What the task requires =>
Quote, word for word, the line containing "Find the paving" and all lines that follow it to the end of the records, with no pictures.

○ ○ ○ ○

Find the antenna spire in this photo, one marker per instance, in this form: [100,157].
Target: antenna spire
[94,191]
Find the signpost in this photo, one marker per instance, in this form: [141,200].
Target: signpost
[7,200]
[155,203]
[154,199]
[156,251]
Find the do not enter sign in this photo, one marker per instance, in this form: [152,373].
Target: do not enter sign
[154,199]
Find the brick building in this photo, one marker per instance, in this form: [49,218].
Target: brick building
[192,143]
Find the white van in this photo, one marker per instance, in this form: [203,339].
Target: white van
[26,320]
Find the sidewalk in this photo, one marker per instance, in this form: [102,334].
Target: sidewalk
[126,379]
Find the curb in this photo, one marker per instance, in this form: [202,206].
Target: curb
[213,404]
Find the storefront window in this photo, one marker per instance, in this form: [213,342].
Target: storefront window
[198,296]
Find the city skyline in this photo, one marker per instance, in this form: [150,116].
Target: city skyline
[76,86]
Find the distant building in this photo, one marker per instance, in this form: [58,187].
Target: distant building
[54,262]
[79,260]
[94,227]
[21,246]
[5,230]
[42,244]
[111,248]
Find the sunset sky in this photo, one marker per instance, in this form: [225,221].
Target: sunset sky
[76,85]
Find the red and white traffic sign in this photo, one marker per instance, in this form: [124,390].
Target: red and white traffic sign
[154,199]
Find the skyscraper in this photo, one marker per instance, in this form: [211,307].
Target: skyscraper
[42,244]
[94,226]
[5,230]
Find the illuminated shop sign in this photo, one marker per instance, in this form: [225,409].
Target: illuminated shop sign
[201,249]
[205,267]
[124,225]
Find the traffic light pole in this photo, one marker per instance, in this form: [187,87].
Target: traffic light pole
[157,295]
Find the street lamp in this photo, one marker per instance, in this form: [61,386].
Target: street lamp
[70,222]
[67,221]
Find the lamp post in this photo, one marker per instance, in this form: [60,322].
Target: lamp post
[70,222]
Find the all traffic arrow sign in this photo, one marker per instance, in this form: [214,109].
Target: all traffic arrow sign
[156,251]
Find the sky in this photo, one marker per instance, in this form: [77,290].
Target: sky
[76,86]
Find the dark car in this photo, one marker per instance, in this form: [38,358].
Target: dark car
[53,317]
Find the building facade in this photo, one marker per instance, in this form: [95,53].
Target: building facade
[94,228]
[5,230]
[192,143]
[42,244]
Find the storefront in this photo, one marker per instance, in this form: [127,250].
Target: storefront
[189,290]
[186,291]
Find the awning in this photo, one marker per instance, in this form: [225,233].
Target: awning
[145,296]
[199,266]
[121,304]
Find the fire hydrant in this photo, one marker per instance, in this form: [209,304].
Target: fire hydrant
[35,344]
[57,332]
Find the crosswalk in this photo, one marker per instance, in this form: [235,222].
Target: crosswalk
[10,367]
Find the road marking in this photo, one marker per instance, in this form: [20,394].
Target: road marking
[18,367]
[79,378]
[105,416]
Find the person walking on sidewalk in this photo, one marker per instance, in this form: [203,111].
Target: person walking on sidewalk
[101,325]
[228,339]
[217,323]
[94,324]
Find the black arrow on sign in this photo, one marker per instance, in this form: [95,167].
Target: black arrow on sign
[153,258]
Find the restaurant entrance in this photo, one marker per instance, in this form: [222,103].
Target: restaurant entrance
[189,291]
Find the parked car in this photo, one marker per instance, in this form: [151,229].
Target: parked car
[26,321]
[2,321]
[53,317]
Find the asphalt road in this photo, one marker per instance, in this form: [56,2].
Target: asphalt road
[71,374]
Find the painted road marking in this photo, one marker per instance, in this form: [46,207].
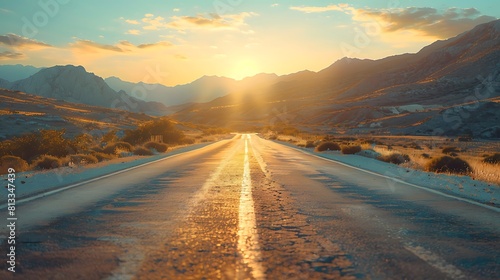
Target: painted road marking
[248,244]
[436,262]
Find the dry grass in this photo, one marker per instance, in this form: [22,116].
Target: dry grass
[422,150]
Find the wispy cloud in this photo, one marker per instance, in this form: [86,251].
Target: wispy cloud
[132,21]
[205,22]
[133,32]
[321,9]
[16,41]
[155,45]
[92,46]
[121,47]
[11,55]
[427,21]
[5,11]
[211,22]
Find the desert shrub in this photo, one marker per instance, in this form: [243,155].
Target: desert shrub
[17,163]
[352,149]
[47,162]
[45,142]
[113,148]
[395,158]
[328,146]
[369,153]
[450,150]
[80,143]
[187,141]
[415,146]
[142,151]
[163,127]
[493,159]
[82,159]
[465,138]
[447,164]
[103,156]
[97,149]
[310,144]
[159,147]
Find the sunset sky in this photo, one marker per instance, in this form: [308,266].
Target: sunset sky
[184,40]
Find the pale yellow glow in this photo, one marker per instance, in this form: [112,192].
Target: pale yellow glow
[244,67]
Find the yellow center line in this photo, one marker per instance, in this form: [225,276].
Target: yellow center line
[248,241]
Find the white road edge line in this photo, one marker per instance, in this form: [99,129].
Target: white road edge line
[248,241]
[58,190]
[435,261]
[400,181]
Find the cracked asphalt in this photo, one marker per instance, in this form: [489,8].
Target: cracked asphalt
[249,208]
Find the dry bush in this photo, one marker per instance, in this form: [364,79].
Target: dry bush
[350,150]
[447,164]
[450,150]
[103,156]
[115,148]
[97,149]
[395,158]
[159,147]
[81,159]
[328,146]
[17,163]
[310,144]
[142,151]
[493,159]
[47,162]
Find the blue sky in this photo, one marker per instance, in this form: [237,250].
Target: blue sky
[234,38]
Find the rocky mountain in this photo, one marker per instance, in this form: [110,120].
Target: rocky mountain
[16,72]
[4,83]
[74,84]
[204,89]
[442,89]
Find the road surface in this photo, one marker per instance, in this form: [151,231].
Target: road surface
[249,208]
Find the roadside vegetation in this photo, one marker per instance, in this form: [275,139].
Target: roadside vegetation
[477,159]
[48,149]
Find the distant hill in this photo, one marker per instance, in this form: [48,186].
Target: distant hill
[13,73]
[204,89]
[434,91]
[74,84]
[22,113]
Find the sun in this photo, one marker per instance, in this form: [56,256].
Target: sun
[243,68]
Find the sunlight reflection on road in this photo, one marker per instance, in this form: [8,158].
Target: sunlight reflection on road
[247,232]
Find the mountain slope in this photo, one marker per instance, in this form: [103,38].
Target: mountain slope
[74,84]
[17,72]
[397,94]
[204,89]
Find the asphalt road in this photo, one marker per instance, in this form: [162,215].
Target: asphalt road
[248,208]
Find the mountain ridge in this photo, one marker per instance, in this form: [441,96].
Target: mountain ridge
[74,84]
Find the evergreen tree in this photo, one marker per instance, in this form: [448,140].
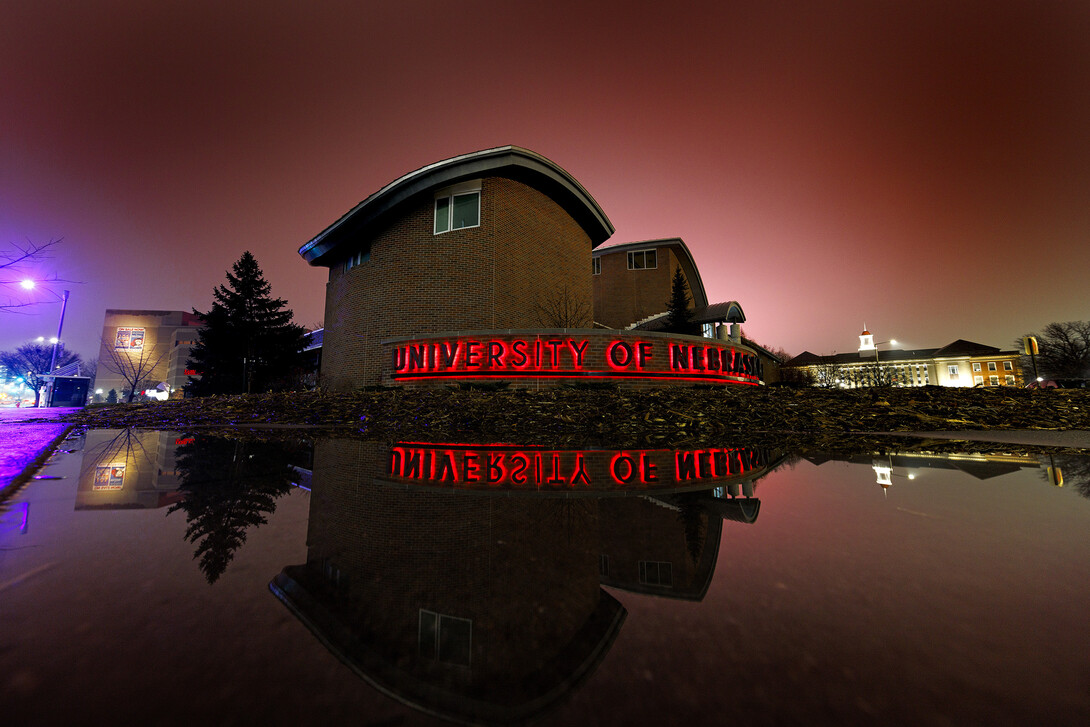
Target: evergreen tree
[679,319]
[247,341]
[31,363]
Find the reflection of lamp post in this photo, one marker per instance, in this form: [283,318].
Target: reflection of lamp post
[877,366]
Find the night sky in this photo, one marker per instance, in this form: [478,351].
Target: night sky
[922,167]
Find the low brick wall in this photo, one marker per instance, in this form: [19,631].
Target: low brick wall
[542,358]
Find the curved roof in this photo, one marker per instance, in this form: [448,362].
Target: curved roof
[685,257]
[509,161]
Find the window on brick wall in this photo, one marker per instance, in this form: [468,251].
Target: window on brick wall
[356,259]
[642,259]
[656,573]
[457,211]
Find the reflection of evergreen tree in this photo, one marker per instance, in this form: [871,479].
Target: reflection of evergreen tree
[229,487]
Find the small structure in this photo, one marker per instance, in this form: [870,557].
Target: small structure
[475,267]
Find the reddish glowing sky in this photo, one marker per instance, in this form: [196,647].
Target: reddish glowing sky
[920,166]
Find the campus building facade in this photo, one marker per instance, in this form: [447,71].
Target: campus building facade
[486,252]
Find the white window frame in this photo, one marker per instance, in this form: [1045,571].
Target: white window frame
[448,194]
[643,256]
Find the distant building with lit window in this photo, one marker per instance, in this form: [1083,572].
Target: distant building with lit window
[957,364]
[632,285]
[155,342]
[475,267]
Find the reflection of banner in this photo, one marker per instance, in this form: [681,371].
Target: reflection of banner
[129,339]
[109,476]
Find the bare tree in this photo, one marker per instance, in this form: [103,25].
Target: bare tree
[31,363]
[20,286]
[562,310]
[135,366]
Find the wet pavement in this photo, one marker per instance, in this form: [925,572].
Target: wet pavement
[409,583]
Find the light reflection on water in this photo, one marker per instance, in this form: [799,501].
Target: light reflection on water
[498,583]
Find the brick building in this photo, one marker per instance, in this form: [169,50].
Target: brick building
[475,242]
[632,285]
[957,364]
[473,267]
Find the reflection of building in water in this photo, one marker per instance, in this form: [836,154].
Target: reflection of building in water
[908,465]
[483,602]
[464,605]
[124,469]
[668,544]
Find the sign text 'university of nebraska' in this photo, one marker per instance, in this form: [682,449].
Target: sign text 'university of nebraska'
[559,354]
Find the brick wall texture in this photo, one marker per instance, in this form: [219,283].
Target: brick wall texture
[624,297]
[525,251]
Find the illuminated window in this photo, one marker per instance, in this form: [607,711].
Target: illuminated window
[445,639]
[457,211]
[656,573]
[642,259]
[359,258]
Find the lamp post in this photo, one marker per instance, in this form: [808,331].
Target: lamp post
[60,327]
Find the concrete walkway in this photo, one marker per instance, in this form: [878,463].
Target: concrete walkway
[24,436]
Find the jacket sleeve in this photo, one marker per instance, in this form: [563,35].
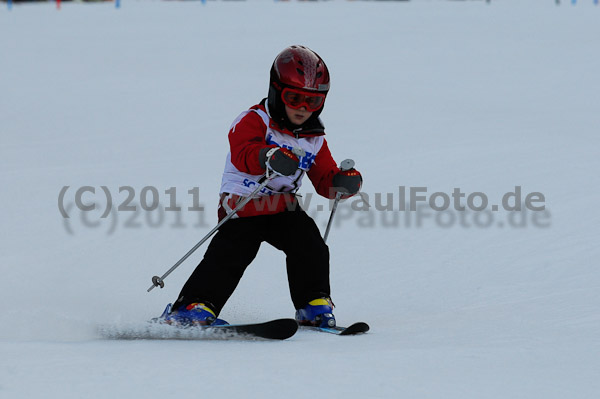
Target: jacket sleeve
[246,139]
[322,171]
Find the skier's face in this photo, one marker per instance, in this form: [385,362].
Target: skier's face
[297,116]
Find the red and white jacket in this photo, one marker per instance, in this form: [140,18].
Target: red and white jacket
[253,130]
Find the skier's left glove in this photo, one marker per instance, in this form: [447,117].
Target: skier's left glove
[347,182]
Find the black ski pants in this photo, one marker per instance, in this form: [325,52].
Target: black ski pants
[236,244]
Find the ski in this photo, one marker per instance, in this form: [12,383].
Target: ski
[275,329]
[356,328]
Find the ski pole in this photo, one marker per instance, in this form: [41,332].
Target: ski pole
[345,165]
[159,281]
[270,174]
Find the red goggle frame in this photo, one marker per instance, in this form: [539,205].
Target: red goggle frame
[297,99]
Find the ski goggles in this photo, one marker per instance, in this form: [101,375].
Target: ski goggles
[297,99]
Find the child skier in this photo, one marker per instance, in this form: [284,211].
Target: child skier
[268,136]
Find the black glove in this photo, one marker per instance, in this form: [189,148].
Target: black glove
[347,182]
[280,160]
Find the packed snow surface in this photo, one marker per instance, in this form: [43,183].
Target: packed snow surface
[436,94]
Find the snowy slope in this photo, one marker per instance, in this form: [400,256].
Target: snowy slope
[424,93]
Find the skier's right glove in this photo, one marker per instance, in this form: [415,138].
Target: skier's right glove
[280,160]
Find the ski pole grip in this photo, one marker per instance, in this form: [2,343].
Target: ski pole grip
[347,164]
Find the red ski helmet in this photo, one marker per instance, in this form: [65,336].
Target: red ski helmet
[301,71]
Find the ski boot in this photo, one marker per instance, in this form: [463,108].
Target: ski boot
[194,314]
[317,314]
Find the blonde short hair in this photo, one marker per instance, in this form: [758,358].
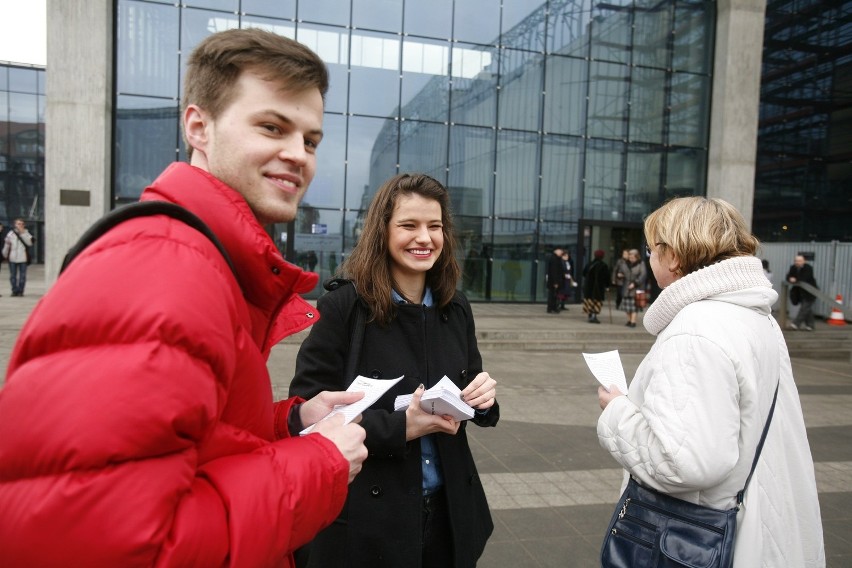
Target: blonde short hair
[699,231]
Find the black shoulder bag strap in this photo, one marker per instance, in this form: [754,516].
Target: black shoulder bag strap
[357,341]
[357,332]
[144,209]
[741,494]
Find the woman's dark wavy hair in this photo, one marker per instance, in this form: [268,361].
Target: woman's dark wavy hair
[369,264]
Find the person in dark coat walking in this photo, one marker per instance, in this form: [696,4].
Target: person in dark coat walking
[801,271]
[418,500]
[595,282]
[554,278]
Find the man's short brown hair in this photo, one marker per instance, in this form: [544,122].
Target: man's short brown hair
[216,63]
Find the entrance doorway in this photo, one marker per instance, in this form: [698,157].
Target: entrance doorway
[610,237]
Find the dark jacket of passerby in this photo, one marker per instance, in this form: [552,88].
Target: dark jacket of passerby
[595,280]
[804,273]
[556,271]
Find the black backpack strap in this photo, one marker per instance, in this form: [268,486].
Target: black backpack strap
[143,209]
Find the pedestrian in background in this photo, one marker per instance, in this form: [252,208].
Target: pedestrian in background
[418,500]
[619,272]
[596,277]
[695,410]
[802,272]
[566,293]
[554,277]
[17,250]
[635,279]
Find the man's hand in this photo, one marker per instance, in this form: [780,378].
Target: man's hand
[419,423]
[605,397]
[318,407]
[481,392]
[348,438]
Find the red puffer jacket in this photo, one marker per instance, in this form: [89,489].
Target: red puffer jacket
[137,426]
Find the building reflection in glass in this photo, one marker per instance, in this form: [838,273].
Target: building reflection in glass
[540,117]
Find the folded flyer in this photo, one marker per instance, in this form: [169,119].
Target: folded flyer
[444,398]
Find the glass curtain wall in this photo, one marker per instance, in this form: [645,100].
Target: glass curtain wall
[804,143]
[22,105]
[535,114]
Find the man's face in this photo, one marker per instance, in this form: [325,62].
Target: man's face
[263,144]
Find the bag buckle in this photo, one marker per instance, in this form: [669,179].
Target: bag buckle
[624,508]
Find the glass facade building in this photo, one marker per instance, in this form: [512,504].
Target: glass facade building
[553,123]
[22,105]
[803,184]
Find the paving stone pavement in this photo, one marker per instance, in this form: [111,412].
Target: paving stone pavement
[550,486]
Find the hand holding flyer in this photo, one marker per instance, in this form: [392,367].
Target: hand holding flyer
[607,369]
[372,389]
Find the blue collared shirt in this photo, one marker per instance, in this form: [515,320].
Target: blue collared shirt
[429,460]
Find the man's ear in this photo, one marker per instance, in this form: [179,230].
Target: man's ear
[674,264]
[195,122]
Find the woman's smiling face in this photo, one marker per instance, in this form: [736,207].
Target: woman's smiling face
[415,236]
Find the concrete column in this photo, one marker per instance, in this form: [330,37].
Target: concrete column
[78,152]
[736,99]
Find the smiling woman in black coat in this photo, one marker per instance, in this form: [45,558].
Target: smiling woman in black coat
[418,501]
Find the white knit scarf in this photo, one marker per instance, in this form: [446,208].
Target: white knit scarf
[738,273]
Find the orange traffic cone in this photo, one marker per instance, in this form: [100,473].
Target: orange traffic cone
[836,315]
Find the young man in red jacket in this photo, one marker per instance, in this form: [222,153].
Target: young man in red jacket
[137,426]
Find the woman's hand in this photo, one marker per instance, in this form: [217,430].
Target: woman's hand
[481,392]
[419,423]
[606,396]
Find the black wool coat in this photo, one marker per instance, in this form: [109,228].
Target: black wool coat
[380,525]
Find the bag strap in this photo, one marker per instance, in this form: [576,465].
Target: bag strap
[357,340]
[741,494]
[144,209]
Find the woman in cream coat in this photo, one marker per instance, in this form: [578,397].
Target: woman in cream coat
[690,423]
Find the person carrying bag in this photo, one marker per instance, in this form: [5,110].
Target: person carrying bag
[693,432]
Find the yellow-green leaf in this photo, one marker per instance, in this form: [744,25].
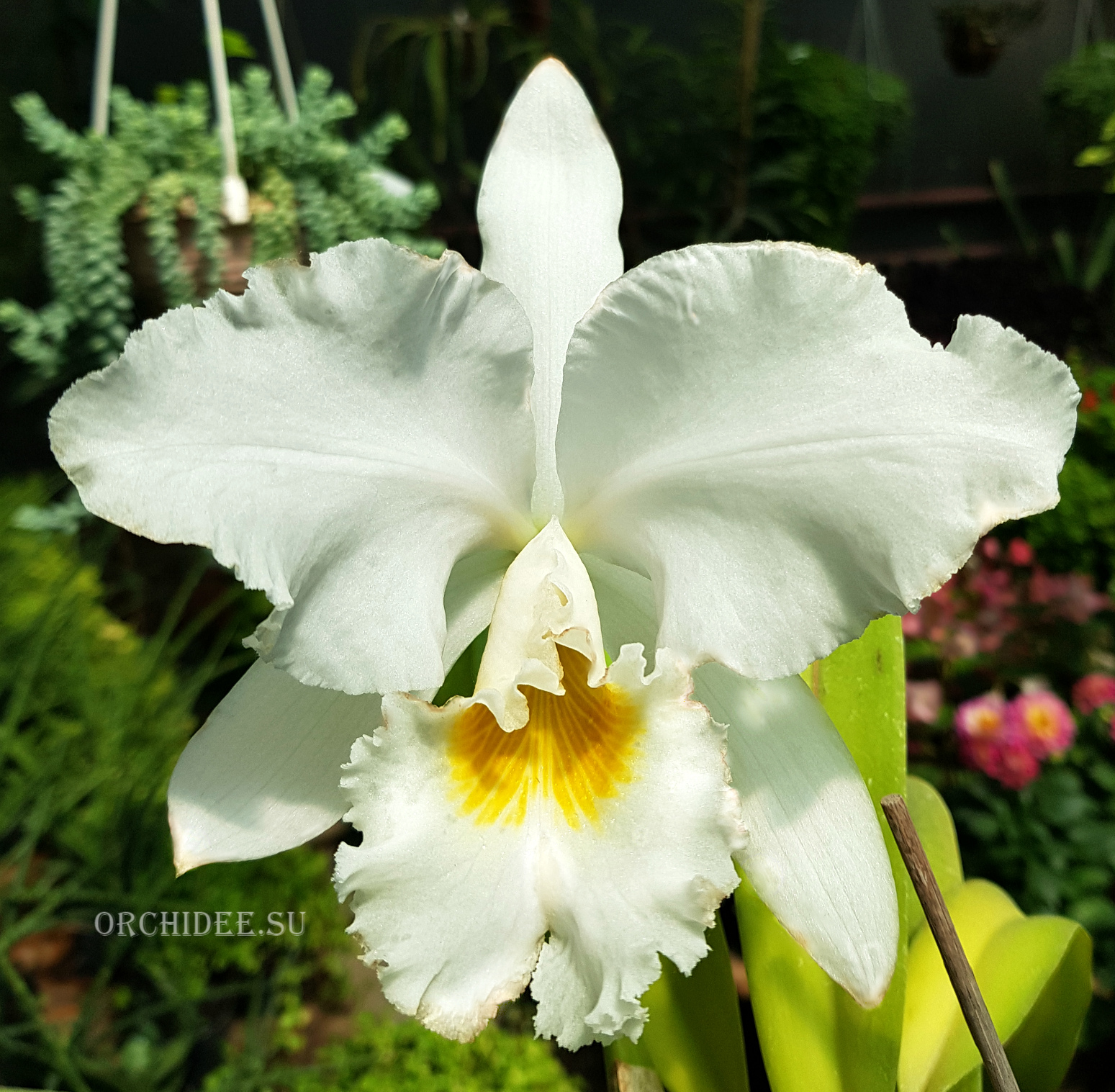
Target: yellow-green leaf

○ ○ ○ ○

Written response =>
Find the paving stone pavement in this photo, one marker per instance, in this form: [111,412].
Target: paving stone pavement
[550,486]
Find the hand holding flyer in this photo, one marker per instance, in this form: [392,367].
Target: hand holding flyer
[607,369]
[372,389]
Find the blue collared shirt in this photo, one marker per instance, in this form: [515,320].
Target: blue collared shirt
[429,460]
Find the man's ear in this photo, one marker per instance, in this form: [179,230].
Target: man's ear
[674,264]
[195,122]
Find the woman's smiling face in this photo, one marker per instance, in this form: [736,207].
Target: woman's smiling face
[415,236]
Find the concrete column in this photo, one marker per instance, in this form: [330,37].
Target: concrete column
[78,152]
[736,99]
Find the smiling woman in black coat in this photo, one marker per instance, in this form: [45,558].
Target: smiling woman in black coat
[418,501]
Find the white knit scarf in this photo, one marker per instance, in this form: [446,208].
Target: white knit scarf
[738,273]
Find the orange traffic cone in this photo, one marker per instance, in this form: [100,473].
Target: orange traffic cone
[836,315]
Find the young man in red jacket in this photo, one marker per instance, in this form: [222,153].
Target: young man in red jacket
[137,426]
Find the woman's hand in this photo, one marker per instance, in this form: [217,430].
Target: woman's hand
[481,392]
[419,423]
[606,396]
Find the black wool coat in this photo, one marker per instance, in this form: [109,228].
Target: black wool coat
[380,525]
Find the bag strap in this photo, one marker per instance, in this form: [576,465].
Target: bag strap
[357,340]
[741,494]
[144,209]
Find the woman in cream coat in this photo, one marker per instance, in this form: [578,397].
Target: woman in cream coat
[690,423]
Find the person carrying bag in this photo, one marker per instance, in this form: [5,110].
Target: person carrying bag
[693,432]
Find the yellow-green leaf in this photo, one marker per instance, in this form: [744,25].
Target: yellow-green leaf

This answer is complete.